Supplied material:
______________________________
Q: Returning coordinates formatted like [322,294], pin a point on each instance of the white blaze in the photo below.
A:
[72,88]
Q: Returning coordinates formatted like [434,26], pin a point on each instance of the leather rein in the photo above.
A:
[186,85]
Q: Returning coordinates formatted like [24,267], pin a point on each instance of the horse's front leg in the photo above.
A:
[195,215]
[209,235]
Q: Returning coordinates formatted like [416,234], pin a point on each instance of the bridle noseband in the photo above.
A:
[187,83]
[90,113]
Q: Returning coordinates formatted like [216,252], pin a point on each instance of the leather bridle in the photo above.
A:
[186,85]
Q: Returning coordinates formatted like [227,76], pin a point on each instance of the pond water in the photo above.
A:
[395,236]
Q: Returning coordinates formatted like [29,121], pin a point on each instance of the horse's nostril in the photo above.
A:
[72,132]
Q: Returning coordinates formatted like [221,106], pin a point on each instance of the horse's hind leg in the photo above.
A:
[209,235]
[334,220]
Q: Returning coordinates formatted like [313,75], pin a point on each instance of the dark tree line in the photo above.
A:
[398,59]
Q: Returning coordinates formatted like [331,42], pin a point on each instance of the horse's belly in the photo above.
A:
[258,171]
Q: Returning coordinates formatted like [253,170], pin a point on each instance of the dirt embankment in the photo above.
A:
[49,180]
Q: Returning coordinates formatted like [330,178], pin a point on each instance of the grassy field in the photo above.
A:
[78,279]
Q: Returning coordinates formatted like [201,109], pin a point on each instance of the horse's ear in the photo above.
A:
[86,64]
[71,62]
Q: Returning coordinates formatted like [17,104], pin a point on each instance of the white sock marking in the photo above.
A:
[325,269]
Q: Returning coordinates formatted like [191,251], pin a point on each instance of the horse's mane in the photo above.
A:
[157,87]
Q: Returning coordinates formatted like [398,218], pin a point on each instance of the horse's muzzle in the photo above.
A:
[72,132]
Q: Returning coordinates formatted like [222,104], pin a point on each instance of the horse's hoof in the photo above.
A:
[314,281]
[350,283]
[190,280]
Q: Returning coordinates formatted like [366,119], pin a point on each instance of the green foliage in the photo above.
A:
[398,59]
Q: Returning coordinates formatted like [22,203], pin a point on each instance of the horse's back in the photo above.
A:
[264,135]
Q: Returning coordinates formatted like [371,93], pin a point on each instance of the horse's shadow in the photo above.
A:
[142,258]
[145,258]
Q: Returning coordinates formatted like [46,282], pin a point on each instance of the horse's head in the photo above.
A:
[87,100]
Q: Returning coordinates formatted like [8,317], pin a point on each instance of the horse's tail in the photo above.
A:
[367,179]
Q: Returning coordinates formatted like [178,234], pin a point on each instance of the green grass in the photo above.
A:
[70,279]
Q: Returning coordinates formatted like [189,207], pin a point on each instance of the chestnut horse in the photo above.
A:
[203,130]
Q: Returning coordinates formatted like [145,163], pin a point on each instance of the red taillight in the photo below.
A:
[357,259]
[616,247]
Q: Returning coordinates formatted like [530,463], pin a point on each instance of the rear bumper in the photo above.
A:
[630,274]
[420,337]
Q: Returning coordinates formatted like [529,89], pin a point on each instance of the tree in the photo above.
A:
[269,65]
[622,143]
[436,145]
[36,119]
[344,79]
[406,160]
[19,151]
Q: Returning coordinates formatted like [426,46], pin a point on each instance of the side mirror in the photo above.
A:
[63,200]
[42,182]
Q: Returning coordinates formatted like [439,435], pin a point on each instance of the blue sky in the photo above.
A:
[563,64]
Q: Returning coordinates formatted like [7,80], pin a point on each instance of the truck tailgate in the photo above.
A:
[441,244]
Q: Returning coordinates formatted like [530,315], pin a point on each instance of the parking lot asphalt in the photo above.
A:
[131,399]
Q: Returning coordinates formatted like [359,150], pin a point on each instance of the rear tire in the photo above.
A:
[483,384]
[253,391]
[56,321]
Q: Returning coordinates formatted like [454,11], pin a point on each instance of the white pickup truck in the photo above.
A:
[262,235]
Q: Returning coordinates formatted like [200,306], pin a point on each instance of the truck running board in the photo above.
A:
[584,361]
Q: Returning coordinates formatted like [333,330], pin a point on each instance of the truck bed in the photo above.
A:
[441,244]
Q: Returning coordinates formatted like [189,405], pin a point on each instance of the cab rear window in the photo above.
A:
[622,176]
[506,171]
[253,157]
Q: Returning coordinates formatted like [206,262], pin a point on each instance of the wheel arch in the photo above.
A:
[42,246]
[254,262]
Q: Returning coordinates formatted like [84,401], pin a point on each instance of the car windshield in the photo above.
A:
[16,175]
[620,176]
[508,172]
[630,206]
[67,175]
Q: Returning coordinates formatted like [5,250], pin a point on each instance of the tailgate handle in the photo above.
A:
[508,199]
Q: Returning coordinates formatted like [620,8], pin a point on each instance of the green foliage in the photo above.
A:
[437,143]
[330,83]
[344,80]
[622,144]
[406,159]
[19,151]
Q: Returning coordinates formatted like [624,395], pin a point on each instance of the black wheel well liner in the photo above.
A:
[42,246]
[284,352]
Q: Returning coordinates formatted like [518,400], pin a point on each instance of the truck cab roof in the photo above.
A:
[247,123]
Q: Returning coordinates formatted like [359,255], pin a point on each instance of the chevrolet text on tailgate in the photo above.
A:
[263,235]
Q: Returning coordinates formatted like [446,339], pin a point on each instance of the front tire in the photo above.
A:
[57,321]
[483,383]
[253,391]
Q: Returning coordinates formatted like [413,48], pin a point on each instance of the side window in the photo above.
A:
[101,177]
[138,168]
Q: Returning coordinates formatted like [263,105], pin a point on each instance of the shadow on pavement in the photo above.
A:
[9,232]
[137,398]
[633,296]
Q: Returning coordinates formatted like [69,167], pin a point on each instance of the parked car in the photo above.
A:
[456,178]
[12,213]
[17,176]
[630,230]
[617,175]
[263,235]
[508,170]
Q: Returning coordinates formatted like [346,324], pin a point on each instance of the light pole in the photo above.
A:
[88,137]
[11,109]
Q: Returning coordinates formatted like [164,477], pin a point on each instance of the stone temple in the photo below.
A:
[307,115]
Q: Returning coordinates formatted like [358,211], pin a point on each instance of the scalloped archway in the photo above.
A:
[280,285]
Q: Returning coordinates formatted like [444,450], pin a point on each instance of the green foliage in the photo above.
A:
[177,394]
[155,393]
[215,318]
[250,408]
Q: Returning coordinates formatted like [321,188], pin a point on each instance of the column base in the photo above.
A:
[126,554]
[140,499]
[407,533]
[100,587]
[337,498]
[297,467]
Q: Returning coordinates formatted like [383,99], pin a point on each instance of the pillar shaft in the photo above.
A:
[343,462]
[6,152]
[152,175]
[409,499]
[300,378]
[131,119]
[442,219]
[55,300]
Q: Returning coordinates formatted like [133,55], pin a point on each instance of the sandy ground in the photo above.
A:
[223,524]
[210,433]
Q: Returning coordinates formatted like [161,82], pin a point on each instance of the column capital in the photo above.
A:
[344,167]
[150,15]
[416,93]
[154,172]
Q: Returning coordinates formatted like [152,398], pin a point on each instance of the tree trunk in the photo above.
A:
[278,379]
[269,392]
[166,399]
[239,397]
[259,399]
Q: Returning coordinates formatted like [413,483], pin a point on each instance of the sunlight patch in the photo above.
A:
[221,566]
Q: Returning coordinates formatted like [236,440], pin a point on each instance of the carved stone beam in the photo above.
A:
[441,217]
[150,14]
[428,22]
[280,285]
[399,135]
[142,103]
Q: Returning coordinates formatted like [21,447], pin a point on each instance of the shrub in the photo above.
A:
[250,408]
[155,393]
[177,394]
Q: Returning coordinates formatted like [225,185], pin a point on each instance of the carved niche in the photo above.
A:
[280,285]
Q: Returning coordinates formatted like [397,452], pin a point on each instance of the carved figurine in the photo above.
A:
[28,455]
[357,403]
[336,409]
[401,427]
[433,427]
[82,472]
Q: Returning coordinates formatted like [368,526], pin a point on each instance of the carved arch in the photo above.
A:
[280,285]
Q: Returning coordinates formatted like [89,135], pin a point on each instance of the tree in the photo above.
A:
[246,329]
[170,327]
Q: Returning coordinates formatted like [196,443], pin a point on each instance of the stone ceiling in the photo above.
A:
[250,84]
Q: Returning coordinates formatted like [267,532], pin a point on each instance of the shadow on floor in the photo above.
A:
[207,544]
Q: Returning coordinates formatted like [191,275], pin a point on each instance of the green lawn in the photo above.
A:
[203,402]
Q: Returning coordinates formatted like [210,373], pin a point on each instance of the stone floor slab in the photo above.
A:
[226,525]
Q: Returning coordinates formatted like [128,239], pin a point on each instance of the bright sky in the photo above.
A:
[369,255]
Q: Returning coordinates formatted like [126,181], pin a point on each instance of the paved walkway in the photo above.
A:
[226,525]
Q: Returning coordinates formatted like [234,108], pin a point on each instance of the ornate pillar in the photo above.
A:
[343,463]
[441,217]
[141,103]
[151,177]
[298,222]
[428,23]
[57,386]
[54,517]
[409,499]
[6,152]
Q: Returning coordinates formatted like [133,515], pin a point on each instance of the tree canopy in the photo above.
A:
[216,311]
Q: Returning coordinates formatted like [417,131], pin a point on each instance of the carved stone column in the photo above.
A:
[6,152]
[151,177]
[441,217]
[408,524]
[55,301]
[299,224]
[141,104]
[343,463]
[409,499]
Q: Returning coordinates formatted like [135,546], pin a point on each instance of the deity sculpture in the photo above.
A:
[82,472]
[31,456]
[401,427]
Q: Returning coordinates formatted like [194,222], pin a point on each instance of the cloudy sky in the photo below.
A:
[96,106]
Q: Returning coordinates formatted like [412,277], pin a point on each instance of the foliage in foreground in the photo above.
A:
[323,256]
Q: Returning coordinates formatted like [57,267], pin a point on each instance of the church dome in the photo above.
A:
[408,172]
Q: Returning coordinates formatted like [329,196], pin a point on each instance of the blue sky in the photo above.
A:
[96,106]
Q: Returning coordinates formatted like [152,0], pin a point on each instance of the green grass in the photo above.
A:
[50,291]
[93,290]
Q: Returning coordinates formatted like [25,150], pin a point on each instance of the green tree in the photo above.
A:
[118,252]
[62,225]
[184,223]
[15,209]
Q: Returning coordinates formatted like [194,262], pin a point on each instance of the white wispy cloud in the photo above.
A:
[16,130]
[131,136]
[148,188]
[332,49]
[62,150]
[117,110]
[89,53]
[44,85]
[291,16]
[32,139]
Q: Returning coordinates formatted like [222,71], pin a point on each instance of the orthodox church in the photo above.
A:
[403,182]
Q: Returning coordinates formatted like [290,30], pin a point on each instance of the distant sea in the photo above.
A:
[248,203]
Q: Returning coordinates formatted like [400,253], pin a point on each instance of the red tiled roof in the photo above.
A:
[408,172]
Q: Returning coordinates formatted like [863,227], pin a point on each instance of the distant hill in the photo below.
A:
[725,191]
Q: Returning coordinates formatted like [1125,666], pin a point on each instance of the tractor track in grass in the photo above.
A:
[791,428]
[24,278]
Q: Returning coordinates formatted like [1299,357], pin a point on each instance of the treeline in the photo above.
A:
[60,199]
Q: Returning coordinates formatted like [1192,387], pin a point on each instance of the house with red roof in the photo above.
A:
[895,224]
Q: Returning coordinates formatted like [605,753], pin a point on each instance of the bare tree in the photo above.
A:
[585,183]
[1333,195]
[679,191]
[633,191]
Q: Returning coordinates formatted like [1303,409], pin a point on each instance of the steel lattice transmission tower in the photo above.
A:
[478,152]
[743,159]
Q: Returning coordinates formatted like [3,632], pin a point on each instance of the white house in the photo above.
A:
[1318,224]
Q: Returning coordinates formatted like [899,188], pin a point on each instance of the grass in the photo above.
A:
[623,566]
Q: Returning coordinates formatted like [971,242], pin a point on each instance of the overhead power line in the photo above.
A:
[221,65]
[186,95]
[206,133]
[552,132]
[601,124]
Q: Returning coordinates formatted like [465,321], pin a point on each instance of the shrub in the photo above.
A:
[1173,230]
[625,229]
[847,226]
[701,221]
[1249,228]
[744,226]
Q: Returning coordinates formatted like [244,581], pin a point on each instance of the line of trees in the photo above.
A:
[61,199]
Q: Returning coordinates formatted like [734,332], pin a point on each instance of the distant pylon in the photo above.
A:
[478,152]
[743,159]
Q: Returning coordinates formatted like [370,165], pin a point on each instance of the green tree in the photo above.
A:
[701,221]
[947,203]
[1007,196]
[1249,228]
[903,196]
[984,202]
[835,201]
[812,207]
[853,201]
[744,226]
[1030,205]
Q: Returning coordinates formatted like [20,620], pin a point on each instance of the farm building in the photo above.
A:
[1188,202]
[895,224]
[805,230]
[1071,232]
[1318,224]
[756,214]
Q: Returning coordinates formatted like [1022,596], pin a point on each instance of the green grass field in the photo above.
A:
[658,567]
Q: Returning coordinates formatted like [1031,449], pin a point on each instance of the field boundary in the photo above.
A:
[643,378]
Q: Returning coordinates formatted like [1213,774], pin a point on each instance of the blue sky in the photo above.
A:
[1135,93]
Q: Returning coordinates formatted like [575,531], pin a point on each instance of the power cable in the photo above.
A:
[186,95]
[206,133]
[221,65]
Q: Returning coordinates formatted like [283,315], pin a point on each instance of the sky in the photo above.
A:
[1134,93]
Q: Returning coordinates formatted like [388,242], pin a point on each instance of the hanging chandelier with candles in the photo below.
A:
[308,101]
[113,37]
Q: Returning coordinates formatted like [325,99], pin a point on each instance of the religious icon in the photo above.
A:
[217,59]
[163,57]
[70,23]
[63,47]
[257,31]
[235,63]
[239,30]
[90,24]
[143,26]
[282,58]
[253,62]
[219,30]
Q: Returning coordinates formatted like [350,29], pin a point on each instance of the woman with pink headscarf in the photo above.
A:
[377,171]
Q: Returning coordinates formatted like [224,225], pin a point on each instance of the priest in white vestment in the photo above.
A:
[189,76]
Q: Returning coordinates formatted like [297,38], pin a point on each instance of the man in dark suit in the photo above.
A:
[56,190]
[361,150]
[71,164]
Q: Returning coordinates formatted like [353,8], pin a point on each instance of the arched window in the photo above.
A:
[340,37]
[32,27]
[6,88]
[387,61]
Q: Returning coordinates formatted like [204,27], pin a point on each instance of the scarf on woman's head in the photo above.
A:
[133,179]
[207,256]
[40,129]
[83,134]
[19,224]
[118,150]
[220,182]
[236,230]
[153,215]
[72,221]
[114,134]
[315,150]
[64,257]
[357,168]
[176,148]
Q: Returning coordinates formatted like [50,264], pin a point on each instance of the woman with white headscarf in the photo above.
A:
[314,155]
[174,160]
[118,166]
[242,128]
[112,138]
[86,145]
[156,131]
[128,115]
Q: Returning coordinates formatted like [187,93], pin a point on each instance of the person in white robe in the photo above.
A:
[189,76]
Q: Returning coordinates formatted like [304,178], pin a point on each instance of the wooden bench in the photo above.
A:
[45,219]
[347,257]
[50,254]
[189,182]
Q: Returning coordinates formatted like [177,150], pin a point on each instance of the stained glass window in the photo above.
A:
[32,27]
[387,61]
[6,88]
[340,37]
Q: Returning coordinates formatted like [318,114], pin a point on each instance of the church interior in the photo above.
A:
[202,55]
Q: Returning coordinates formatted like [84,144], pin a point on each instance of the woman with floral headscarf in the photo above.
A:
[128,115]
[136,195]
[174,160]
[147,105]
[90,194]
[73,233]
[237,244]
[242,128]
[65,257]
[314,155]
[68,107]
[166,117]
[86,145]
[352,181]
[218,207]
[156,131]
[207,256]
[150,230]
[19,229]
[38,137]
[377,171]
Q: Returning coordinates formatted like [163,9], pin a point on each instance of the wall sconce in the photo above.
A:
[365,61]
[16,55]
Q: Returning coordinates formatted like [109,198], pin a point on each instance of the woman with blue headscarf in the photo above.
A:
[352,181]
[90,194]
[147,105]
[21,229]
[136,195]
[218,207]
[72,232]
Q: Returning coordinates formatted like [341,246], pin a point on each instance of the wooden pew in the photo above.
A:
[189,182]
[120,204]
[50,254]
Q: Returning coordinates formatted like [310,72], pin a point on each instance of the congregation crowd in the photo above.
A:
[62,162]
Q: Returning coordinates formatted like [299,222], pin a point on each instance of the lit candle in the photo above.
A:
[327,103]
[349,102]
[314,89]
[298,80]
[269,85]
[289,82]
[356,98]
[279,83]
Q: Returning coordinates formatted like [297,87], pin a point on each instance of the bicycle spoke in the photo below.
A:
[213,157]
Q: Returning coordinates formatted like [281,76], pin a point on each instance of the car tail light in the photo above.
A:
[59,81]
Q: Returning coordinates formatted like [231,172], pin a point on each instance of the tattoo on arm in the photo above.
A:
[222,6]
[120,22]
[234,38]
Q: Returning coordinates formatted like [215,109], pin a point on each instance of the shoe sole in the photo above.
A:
______________________________
What this task involves: Repeat exactly the lines from the one containing "Q: Returning coordinates formatted like [297,87], pin" through the last line of the records above, both included, and nothing else.

Reply:
Q: Returning coordinates formatted like [297,87], pin a point on each instance of the bicycle spoke in the photo below.
A:
[213,157]
Q: Returning coordinates formatted like [281,76], pin a point on each instance of the car tail light in the photo above.
A:
[59,81]
Q: Returning coordinates formatted like [231,172], pin a point on each instance of the tattoo on arm in the photo above.
A:
[222,6]
[120,22]
[234,38]
Q: Returning coordinates formatted like [215,109], pin a point on each instance of the shoe sole in the photo above.
A:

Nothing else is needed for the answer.